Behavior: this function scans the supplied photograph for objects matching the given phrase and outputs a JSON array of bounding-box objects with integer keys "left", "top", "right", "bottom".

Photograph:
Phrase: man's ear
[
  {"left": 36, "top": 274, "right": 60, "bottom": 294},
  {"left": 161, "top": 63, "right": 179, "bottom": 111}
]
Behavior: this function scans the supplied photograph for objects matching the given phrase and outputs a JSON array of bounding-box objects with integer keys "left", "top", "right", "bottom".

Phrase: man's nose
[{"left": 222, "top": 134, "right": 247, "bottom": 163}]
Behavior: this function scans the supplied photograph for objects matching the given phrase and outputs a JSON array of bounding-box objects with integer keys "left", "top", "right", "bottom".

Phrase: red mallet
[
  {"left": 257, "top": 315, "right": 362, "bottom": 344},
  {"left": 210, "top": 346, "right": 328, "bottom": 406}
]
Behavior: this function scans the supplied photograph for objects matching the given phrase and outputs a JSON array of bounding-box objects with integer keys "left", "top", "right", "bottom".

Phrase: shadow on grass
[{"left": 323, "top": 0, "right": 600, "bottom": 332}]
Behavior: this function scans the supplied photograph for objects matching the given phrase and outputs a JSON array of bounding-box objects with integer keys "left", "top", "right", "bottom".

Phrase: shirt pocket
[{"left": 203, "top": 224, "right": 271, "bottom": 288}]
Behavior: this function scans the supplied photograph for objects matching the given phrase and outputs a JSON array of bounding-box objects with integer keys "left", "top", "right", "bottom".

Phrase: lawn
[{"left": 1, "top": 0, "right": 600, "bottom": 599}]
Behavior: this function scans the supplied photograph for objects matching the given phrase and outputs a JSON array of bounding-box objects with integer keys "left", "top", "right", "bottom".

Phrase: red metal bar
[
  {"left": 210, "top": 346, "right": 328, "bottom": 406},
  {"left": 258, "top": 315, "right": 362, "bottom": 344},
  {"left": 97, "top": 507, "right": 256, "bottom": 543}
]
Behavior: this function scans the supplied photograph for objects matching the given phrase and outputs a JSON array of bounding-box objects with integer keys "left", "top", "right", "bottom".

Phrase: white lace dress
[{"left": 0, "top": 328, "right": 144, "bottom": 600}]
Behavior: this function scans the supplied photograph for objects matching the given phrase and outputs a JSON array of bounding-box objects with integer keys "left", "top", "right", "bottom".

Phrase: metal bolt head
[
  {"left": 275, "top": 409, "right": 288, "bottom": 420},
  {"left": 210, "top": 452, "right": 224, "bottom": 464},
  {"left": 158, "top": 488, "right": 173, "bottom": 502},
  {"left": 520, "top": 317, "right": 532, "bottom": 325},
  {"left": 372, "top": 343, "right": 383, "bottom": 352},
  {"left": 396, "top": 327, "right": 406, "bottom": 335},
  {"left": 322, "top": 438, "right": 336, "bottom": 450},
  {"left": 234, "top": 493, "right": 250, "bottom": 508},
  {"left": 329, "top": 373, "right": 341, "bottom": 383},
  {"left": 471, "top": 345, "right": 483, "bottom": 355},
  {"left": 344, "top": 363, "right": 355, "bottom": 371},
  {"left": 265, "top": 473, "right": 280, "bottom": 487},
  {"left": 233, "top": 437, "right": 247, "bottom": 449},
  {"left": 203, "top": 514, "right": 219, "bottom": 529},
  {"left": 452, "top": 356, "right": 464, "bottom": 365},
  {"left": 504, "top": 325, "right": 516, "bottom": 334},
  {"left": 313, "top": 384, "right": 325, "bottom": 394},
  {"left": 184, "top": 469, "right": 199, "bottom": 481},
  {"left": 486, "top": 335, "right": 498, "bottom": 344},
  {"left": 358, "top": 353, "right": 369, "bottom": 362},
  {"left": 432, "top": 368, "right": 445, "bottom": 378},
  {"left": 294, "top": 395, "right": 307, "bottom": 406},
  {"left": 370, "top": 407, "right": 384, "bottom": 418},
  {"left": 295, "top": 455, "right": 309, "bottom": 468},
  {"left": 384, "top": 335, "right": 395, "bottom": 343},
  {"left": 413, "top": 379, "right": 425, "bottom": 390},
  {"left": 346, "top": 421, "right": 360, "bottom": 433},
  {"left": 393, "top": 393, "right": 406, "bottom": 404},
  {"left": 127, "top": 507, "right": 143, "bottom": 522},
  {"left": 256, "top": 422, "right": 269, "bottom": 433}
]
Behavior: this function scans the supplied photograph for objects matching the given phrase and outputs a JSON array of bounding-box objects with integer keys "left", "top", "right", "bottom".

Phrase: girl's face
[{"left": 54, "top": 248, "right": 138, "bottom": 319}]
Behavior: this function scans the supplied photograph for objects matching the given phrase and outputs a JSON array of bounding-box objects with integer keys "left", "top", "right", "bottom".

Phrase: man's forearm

= = = =

### What the task requires
Output every line of the listing exactly as written.

### Written answer
Behavior: this function scans the supplied photograph for objects matching the given phrase and outputs a JSON array of bounding-box objects with integer keys "left", "top", "right", "bottom".

Photograph:
Phrase: man's ear
[
  {"left": 36, "top": 274, "right": 60, "bottom": 294},
  {"left": 161, "top": 63, "right": 179, "bottom": 111}
]
Behavior: this function scans the supplied photograph for objects matching the given phrase and outputs a JSON array of bounding-box objects with integer keys "left", "top", "right", "bottom".

Phrase: man's nose
[{"left": 222, "top": 134, "right": 247, "bottom": 163}]
Behavior: this function scans the supplied photograph for objects matching the given phrase and outputs a JSON array of bounding-box objects with integer keys "left", "top", "right", "bottom".

Phrase: red mallet
[
  {"left": 257, "top": 315, "right": 362, "bottom": 344},
  {"left": 210, "top": 346, "right": 328, "bottom": 406}
]
Behavior: this function scans the supplied photograph for objects matching the given phrase and outputs a JSON array of bounding-box objects with integer keys "left", "top", "right", "bottom".

Phrase: shadow on grass
[{"left": 323, "top": 0, "right": 600, "bottom": 332}]
Behavior: this function scans the supplied photograph for objects matching the given phrase and outputs a JSON array of bounding-box objects with integer keys "left", "top", "right", "bottom".

Phrase: shirt pocket
[{"left": 203, "top": 224, "right": 271, "bottom": 288}]
Behavior: this function scans the supplied photograph for objects matching the given phrase and outputs a JSON array of bounding-box objects with integer keys "left", "top", "right", "bottom".

Phrase: lawn
[{"left": 1, "top": 0, "right": 600, "bottom": 599}]
Behavior: this function scans the supplied photograph for objects matching the given phrase and outputs a JSON array of bounding-box objects with integer keys "left", "top", "right", "bottom".

Phrase: red metal bar
[
  {"left": 210, "top": 346, "right": 328, "bottom": 406},
  {"left": 258, "top": 315, "right": 362, "bottom": 344},
  {"left": 97, "top": 507, "right": 256, "bottom": 543}
]
Behavior: this function scans the supplied photograph for objects matching the given phrase and outputs a JSON array of bounding-box objects with integer keys "left", "top", "right", "bottom".

Phrase: white lace dress
[{"left": 0, "top": 328, "right": 144, "bottom": 600}]
Behavior: this function scans the supplied photograph for objects matching the given phrase and outputs a JSON array of bounding-box objects with integer keys "left", "top", "right", "bottom".

Phrase: metal bolt head
[
  {"left": 275, "top": 409, "right": 288, "bottom": 420},
  {"left": 210, "top": 452, "right": 224, "bottom": 464},
  {"left": 158, "top": 488, "right": 173, "bottom": 502},
  {"left": 520, "top": 317, "right": 532, "bottom": 325},
  {"left": 372, "top": 343, "right": 383, "bottom": 352},
  {"left": 396, "top": 327, "right": 406, "bottom": 335},
  {"left": 322, "top": 438, "right": 336, "bottom": 450},
  {"left": 234, "top": 493, "right": 250, "bottom": 508},
  {"left": 329, "top": 373, "right": 341, "bottom": 383},
  {"left": 471, "top": 345, "right": 483, "bottom": 355},
  {"left": 344, "top": 363, "right": 355, "bottom": 371},
  {"left": 265, "top": 473, "right": 280, "bottom": 487},
  {"left": 233, "top": 437, "right": 247, "bottom": 449},
  {"left": 203, "top": 514, "right": 219, "bottom": 529},
  {"left": 452, "top": 356, "right": 464, "bottom": 365},
  {"left": 504, "top": 325, "right": 516, "bottom": 334},
  {"left": 313, "top": 384, "right": 325, "bottom": 394},
  {"left": 184, "top": 469, "right": 199, "bottom": 481},
  {"left": 486, "top": 335, "right": 498, "bottom": 344},
  {"left": 358, "top": 353, "right": 369, "bottom": 362},
  {"left": 432, "top": 368, "right": 445, "bottom": 378},
  {"left": 294, "top": 395, "right": 307, "bottom": 406},
  {"left": 370, "top": 407, "right": 384, "bottom": 418},
  {"left": 295, "top": 455, "right": 309, "bottom": 468},
  {"left": 384, "top": 335, "right": 395, "bottom": 343},
  {"left": 413, "top": 379, "right": 425, "bottom": 390},
  {"left": 346, "top": 421, "right": 360, "bottom": 433},
  {"left": 393, "top": 393, "right": 406, "bottom": 404},
  {"left": 127, "top": 507, "right": 143, "bottom": 522},
  {"left": 256, "top": 422, "right": 269, "bottom": 433}
]
Behavior: this function scans the supplied photograph for objects matching the given phrase and outputs a JSON array of bounding-box objects with integer keys "left", "top", "right", "bottom".

Phrase: girl's face
[{"left": 54, "top": 248, "right": 138, "bottom": 319}]
Behavior: this function scans the supplied photograph for objects matching the given phrase and outputs a JSON array of bounding-box objects with integer keys "left", "top", "right", "bottom".

Phrase: man's forearm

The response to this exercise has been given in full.